> [Job]: Update the listing below by changing each occurrence of "masks recorded" to "outlines recorded" and keeping every other line as it is.

> [Material to process]:
※ ※ ※

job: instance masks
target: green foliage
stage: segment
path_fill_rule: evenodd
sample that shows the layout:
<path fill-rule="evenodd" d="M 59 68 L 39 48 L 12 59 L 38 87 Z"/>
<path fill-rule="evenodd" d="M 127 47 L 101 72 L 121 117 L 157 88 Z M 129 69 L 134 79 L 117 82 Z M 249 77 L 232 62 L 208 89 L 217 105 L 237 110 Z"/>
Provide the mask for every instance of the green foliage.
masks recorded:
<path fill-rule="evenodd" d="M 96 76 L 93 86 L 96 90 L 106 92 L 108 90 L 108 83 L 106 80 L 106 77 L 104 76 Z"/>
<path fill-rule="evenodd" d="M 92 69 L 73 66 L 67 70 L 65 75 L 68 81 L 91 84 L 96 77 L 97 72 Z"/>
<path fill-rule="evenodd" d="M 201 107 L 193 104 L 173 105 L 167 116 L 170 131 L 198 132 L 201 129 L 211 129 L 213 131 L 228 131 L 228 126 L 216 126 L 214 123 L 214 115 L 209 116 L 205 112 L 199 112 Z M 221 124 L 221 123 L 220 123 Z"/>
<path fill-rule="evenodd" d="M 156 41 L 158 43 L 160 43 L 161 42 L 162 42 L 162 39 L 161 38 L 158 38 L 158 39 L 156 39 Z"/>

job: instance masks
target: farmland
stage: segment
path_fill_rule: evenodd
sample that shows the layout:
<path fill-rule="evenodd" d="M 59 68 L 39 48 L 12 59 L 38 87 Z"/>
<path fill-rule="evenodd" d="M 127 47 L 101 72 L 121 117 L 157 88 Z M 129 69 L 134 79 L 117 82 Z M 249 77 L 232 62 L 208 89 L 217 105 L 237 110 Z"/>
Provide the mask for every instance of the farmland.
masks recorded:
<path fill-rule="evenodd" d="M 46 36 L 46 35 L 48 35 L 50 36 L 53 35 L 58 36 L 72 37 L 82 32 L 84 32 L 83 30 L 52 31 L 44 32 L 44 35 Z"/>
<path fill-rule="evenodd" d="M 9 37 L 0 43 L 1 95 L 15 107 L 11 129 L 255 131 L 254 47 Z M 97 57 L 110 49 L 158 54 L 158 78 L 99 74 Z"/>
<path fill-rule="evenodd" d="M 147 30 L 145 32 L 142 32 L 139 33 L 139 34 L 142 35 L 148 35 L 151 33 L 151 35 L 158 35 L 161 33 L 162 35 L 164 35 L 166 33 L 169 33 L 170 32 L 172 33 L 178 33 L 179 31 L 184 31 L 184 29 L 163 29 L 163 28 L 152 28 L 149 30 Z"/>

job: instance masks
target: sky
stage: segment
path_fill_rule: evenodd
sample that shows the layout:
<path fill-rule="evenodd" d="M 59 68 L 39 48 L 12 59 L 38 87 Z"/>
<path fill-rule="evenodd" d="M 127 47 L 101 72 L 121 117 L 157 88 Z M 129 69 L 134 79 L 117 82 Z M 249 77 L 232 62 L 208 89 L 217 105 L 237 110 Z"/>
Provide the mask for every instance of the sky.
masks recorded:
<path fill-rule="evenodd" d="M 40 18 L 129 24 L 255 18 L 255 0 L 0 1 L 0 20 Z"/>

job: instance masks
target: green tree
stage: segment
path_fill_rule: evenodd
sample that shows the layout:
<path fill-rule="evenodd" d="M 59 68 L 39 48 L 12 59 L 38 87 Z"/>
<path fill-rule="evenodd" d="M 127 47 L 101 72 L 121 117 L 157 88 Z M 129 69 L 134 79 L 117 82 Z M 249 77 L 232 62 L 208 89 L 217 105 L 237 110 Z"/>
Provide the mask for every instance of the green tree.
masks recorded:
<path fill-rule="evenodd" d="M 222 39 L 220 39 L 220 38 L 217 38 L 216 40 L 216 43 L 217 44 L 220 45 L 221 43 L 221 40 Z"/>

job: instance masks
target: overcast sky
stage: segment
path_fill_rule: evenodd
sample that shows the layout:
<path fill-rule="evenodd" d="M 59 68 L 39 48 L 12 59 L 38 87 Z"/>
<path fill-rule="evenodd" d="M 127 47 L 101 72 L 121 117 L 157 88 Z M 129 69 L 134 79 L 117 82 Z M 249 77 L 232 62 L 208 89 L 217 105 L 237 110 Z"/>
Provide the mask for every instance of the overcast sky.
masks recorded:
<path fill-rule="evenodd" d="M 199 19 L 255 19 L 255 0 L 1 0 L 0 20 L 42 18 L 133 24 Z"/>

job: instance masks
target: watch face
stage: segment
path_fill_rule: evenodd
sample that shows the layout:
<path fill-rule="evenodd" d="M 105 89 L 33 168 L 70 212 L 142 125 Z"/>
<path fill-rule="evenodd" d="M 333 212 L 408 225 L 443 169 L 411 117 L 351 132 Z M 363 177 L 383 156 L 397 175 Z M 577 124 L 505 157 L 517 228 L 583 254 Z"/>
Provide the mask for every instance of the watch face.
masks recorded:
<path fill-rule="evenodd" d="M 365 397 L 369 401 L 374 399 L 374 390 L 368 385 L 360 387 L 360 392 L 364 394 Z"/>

※ ※ ※

> [Problem solution]:
job: instance masks
target: green foliage
stage: segment
path_fill_rule: evenodd
sample that shows the layout:
<path fill-rule="evenodd" d="M 59 68 L 39 48 L 12 59 L 38 87 Z"/>
<path fill-rule="evenodd" d="M 127 47 L 101 72 L 121 117 L 157 88 Z M 129 69 L 134 79 L 117 82 Z M 249 77 L 232 62 L 208 89 L 217 105 L 237 110 Z"/>
Provide the mask for every instance of the green foliage.
outlines recorded:
<path fill-rule="evenodd" d="M 96 76 L 93 86 L 96 90 L 106 92 L 108 90 L 108 83 L 106 80 L 106 77 L 104 76 Z"/>
<path fill-rule="evenodd" d="M 92 69 L 73 66 L 67 70 L 65 75 L 68 81 L 91 84 L 96 77 L 97 72 Z"/>
<path fill-rule="evenodd" d="M 201 107 L 193 104 L 173 105 L 167 116 L 170 131 L 198 132 L 201 129 L 211 129 L 213 131 L 228 131 L 228 126 L 216 126 L 214 123 L 214 115 L 209 116 L 205 112 L 199 112 Z M 221 124 L 221 123 L 220 123 Z"/>
<path fill-rule="evenodd" d="M 156 41 L 158 43 L 160 43 L 161 42 L 162 42 L 162 39 L 161 38 L 158 38 L 158 39 L 156 39 Z"/>

job: instance masks
target: farmland
stage: segment
path_fill_rule: evenodd
sample that shows the layout:
<path fill-rule="evenodd" d="M 59 68 L 39 48 L 12 59 L 38 87 Z"/>
<path fill-rule="evenodd" d="M 127 47 L 101 72 L 121 117 L 157 88 Z M 129 69 L 134 79 L 117 82 Z M 249 77 L 232 62 L 208 89 L 217 105 L 237 110 Z"/>
Provide the mask for every instance of the farmland.
outlines recorded:
<path fill-rule="evenodd" d="M 46 36 L 46 35 L 48 35 L 50 36 L 53 35 L 58 36 L 72 37 L 82 32 L 84 32 L 83 30 L 52 31 L 44 32 L 44 35 Z"/>
<path fill-rule="evenodd" d="M 9 37 L 0 43 L 1 95 L 15 107 L 11 129 L 255 131 L 254 47 Z M 97 57 L 110 49 L 158 54 L 158 78 L 99 74 Z"/>
<path fill-rule="evenodd" d="M 147 30 L 145 32 L 142 32 L 139 33 L 139 34 L 142 35 L 148 35 L 151 33 L 151 35 L 158 35 L 161 33 L 162 35 L 164 35 L 166 33 L 169 33 L 170 32 L 172 33 L 178 33 L 179 31 L 184 31 L 184 29 L 163 29 L 163 28 L 152 28 L 149 30 Z"/>

job: instance masks
target: sky
stage: segment
path_fill_rule: evenodd
sample that shows the layout:
<path fill-rule="evenodd" d="M 59 68 L 39 48 L 12 59 L 38 87 Z"/>
<path fill-rule="evenodd" d="M 127 47 L 101 72 L 121 117 L 157 88 Z M 129 69 L 134 79 L 117 82 Z M 249 77 L 232 62 L 208 89 L 217 105 L 237 110 Z"/>
Provide the mask for every instance of the sky.
outlines recorded:
<path fill-rule="evenodd" d="M 40 18 L 129 24 L 255 18 L 255 0 L 0 1 L 0 20 Z"/>

job: instance masks
target: green tree
stage: segment
path_fill_rule: evenodd
sample that shows the layout:
<path fill-rule="evenodd" d="M 59 68 L 39 48 L 12 59 L 38 87 Z"/>
<path fill-rule="evenodd" d="M 127 47 L 101 72 L 121 117 L 157 88 Z M 129 69 L 134 79 L 117 82 Z M 249 77 L 232 62 L 208 89 L 217 105 L 237 110 Z"/>
Provide the mask for every instance of the green tree.
outlines recorded:
<path fill-rule="evenodd" d="M 222 39 L 220 39 L 220 38 L 217 38 L 216 40 L 216 43 L 217 44 L 220 45 L 221 43 L 221 40 Z"/>

job: instance masks
target: overcast sky
stage: segment
path_fill_rule: evenodd
sample that shows the layout:
<path fill-rule="evenodd" d="M 59 68 L 39 48 L 12 59 L 38 87 Z"/>
<path fill-rule="evenodd" d="M 127 47 L 101 72 L 121 117 L 157 88 Z M 129 69 L 134 79 L 117 82 Z M 249 77 L 232 62 L 208 89 L 217 105 L 237 110 Z"/>
Provide the mask for every instance of the overcast sky.
outlines recorded:
<path fill-rule="evenodd" d="M 199 19 L 255 19 L 255 0 L 1 0 L 0 20 L 42 18 L 133 24 Z"/>

job: instance masks
target: watch face
stage: segment
path_fill_rule: evenodd
sample that shows the layout:
<path fill-rule="evenodd" d="M 105 89 L 33 168 L 70 212 L 142 125 Z"/>
<path fill-rule="evenodd" d="M 333 212 L 408 225 L 443 169 L 411 117 L 351 132 Z M 363 177 L 383 156 L 397 175 Z M 577 124 L 505 157 L 517 228 L 583 254 Z"/>
Provide the mask for every instance of the watch face.
outlines recorded:
<path fill-rule="evenodd" d="M 365 397 L 369 401 L 374 399 L 374 390 L 368 385 L 360 387 L 360 392 L 364 394 Z"/>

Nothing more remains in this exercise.